*Source*:

** start **

Talking Points
April 2024

Less Is More With PowerPoint

Our presentation slides are supposed to aid our speaking, not anchor it. Yet, so many of us load up our decks with point after point of “relevant information,” and we get the one response we fear most…yawns.

It’s time to turn that deep deck of details back into a compelling talk. Here are some ideas to get you started.*

Start At The Beginning
You know that title slide? Chuck it. You and your topic will likely be introduced by another presenter. If you aren’t, go ahead and introduce yourself. You’re there to speak, right? Dispense with your bio slide, too. You can touch on your background verbally. Instead, consider using that first slide to pique audience curiosity.

Rely More On Your Voice
You’ve probably been told to use one point per slide. It’s good advice, but don’t take it literally. You don’t have to put every single point on a slide. Keep your audience on their toes. Make some points without slides. Besides, when you put every point on a slide, they begin to look like cue cards.

** end **

*Data section*:

** start **

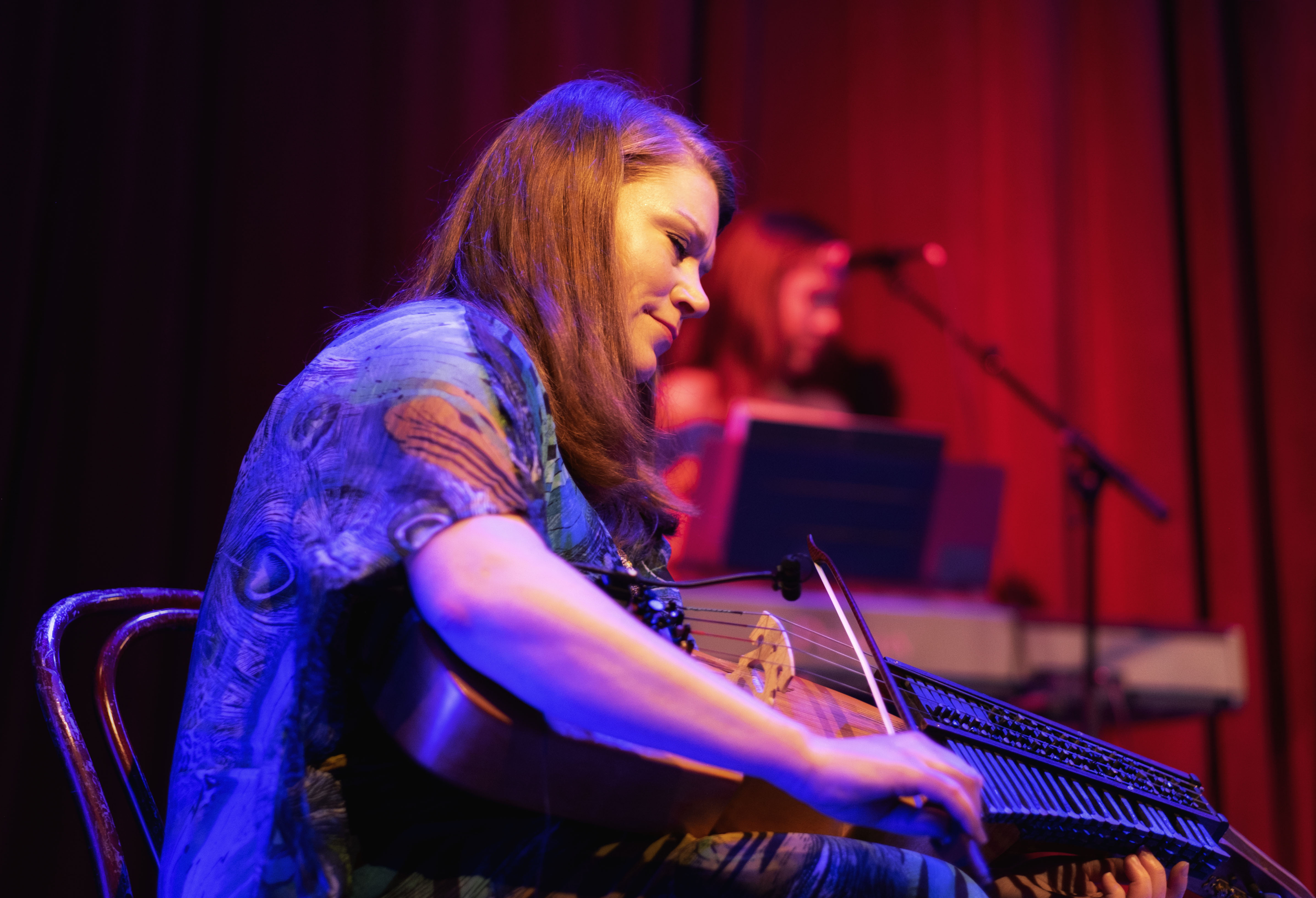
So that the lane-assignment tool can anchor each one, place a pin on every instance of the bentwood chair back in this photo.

** end **

*Your tasks*:
[a] Write out the passage of the PowerPoint piece that opens with the words containing "Our presentation slides" and closes with "pique audience curiosity.".
[b] Why does the PowerPoint piece say a presenter can drop the title slide?

*In response*:
[a]
Our presentation slides are supposed to aid our speaking, not anchor it. Yet, so many of us load up our decks with point after point of “relevant information,” and we get the one response we fear most…yawns.

It’s time to turn that deep deck of details back into a compelling talk. Here are some ideas to get you started.*

Start At The Beginning
You know that title slide? Chuck it. You and your topic will likely be introduced by another presenter. If you aren’t, go ahead and introduce yourself. You’re there to speak, right? Dispense with your bio slide, too. You can touch on your background verbally. Instead, consider using that first slide to pique audience curiosity.

[b] Another presenter will likely introduce you and your topic. If no one does, you can introduce yourself, since you're there to speak.